(Assignment)
State, as a number alone, how many lines of the data contain the string "target".

════

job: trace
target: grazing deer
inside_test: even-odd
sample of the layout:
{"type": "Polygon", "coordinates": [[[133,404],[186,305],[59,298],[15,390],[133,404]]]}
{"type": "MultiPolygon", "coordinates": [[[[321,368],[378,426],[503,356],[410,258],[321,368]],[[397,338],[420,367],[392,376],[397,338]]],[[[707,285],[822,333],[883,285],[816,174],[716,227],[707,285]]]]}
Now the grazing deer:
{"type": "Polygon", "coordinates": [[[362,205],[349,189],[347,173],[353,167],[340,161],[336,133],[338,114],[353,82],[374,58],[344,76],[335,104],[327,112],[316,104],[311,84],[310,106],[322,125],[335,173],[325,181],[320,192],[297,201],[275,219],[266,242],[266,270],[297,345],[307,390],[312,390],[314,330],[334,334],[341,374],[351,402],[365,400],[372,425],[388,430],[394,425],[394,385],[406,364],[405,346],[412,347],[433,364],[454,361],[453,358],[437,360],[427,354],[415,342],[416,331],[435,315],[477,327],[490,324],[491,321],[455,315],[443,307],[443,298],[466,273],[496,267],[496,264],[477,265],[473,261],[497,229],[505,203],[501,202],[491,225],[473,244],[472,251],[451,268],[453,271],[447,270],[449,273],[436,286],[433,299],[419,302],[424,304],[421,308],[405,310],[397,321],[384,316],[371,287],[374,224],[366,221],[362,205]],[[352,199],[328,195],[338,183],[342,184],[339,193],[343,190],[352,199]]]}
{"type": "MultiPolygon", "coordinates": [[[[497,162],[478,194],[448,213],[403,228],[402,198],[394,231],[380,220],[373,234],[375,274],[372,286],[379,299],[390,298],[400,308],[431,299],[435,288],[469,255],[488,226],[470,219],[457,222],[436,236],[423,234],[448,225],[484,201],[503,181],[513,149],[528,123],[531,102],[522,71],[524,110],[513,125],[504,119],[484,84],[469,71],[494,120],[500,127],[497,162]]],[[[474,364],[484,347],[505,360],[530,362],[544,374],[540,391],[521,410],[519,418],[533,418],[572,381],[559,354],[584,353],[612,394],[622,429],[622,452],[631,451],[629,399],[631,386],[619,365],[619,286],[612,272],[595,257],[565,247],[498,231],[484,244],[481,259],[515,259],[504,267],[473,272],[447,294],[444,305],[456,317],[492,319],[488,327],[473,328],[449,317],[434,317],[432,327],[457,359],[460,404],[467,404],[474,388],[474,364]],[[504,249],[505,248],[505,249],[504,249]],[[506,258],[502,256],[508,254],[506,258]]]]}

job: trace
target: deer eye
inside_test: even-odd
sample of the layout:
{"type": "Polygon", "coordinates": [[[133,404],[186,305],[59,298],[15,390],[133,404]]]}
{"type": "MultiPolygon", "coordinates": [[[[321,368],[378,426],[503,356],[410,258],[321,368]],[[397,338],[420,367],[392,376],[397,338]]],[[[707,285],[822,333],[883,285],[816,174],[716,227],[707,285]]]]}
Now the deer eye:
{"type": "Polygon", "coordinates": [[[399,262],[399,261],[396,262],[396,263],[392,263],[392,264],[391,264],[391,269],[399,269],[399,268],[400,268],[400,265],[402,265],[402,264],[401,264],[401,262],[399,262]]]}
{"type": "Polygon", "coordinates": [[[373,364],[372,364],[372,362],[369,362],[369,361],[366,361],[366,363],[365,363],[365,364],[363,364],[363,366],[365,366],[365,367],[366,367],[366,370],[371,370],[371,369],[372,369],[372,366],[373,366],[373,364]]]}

════

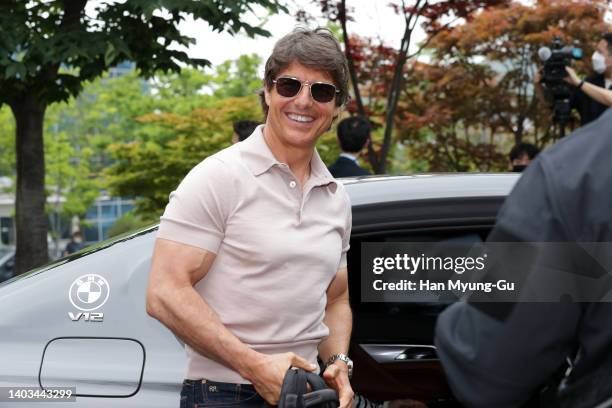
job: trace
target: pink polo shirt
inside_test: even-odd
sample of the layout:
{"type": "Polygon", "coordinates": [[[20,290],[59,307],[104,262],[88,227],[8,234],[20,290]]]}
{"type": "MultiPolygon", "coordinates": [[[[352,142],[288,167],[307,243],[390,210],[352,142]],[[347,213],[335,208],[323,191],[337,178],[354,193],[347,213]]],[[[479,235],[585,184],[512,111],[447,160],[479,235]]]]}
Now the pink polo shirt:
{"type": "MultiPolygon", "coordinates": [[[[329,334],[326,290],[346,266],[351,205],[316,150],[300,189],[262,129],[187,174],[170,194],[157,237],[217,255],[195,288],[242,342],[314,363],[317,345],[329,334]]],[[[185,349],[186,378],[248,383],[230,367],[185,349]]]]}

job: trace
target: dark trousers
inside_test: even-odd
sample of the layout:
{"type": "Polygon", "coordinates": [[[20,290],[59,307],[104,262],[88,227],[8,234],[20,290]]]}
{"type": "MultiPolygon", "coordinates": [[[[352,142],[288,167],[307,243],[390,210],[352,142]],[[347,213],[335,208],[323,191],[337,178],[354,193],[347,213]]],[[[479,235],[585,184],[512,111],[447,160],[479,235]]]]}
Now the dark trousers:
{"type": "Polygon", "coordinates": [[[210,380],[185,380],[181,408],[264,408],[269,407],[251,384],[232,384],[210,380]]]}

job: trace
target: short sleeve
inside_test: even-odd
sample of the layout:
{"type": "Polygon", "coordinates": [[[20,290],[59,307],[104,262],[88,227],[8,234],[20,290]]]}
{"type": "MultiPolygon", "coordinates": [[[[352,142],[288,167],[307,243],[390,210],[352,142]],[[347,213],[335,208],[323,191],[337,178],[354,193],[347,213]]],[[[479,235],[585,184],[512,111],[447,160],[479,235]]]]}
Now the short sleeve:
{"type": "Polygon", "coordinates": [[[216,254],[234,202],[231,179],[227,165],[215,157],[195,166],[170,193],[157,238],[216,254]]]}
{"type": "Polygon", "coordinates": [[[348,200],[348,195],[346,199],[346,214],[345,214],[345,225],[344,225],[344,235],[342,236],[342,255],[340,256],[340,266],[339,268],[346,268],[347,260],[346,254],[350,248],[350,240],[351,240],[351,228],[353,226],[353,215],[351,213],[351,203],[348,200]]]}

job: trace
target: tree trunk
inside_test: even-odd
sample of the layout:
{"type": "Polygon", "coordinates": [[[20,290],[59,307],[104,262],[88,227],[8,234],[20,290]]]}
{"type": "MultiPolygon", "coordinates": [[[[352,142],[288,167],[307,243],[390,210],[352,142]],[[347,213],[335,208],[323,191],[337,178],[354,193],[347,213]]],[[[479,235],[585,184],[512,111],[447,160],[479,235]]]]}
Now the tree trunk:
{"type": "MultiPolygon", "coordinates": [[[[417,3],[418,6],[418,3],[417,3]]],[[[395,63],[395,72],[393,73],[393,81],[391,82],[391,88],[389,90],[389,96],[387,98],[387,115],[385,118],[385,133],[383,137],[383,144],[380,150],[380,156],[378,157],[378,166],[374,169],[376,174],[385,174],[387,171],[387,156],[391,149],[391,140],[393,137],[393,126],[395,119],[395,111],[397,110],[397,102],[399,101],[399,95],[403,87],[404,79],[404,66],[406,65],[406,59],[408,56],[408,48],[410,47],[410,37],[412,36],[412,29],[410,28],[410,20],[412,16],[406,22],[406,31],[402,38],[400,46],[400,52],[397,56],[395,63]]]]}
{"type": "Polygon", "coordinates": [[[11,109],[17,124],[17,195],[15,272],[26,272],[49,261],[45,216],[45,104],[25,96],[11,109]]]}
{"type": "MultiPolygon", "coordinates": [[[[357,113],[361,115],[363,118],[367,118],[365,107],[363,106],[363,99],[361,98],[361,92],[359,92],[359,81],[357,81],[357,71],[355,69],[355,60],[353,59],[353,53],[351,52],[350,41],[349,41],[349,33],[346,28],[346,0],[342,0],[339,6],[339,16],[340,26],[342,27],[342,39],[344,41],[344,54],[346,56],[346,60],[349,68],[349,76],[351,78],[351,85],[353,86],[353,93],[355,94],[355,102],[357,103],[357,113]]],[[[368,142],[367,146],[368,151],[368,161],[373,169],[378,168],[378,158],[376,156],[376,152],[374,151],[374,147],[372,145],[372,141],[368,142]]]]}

════

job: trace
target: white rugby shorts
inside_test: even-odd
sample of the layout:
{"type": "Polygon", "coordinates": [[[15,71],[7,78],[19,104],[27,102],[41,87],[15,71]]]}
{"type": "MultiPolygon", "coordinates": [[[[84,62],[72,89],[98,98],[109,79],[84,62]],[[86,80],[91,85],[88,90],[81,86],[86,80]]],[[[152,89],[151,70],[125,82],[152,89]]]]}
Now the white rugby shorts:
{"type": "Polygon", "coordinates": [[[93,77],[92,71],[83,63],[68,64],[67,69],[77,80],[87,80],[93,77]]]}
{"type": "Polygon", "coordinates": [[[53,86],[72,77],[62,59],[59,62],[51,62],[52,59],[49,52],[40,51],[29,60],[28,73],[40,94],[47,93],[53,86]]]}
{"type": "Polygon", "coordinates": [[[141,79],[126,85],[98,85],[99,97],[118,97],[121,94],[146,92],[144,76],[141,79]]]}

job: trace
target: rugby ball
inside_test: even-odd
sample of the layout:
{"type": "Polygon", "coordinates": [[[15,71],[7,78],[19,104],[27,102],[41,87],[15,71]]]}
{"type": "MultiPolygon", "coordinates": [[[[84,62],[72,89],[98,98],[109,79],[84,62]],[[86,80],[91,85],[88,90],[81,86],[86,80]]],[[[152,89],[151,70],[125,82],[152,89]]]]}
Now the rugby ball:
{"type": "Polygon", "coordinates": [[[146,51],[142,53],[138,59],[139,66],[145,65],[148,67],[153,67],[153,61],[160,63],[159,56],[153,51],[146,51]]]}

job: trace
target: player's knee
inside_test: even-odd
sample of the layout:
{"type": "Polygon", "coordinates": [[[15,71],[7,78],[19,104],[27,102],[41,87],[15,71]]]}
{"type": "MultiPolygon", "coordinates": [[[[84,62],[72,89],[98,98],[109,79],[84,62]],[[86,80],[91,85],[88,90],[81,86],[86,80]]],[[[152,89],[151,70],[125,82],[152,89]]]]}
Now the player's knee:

════

(Result)
9